About this exercise: Report every line below that has the string "horse" in it.

Records:
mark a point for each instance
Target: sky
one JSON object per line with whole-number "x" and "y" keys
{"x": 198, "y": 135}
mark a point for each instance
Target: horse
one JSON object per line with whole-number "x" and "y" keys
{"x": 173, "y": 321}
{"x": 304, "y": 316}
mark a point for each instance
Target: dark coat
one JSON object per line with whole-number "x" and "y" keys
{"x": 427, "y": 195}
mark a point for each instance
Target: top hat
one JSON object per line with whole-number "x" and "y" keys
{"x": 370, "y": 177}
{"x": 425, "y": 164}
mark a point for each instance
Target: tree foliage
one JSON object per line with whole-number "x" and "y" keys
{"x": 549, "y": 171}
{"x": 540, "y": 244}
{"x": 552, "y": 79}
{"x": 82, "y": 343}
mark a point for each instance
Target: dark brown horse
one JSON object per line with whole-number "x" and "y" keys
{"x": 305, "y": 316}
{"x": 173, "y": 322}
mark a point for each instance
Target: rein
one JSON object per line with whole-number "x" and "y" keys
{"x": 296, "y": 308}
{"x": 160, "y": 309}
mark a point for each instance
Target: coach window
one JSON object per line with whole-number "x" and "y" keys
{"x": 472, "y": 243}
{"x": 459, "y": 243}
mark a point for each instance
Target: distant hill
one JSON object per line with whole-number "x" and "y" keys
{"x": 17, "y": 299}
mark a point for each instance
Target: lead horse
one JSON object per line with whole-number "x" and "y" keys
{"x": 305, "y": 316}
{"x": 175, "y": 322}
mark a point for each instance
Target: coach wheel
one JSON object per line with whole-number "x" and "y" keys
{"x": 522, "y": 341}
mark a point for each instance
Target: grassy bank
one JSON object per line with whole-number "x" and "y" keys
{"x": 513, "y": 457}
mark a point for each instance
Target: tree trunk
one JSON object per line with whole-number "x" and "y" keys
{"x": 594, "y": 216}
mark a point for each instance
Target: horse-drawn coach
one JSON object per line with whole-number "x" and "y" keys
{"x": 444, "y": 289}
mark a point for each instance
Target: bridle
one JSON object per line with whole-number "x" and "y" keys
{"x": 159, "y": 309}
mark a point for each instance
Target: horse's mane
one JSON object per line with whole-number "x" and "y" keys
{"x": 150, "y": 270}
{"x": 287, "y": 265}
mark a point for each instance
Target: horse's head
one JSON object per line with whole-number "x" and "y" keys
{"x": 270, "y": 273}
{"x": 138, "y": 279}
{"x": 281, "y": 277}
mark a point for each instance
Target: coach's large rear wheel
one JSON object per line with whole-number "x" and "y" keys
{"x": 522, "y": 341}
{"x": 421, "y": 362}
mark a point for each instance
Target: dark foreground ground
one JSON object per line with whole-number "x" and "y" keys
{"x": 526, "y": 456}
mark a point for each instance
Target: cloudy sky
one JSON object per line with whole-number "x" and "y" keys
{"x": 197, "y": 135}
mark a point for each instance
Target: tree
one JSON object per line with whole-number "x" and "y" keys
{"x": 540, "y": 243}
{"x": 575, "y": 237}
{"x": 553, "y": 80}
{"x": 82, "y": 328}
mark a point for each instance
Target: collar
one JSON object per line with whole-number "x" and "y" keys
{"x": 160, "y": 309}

Result:
Target: horse
Target: dark brown horse
Target: lead horse
Target: horse-drawn coach
Target: horse's mane
Target: horse's head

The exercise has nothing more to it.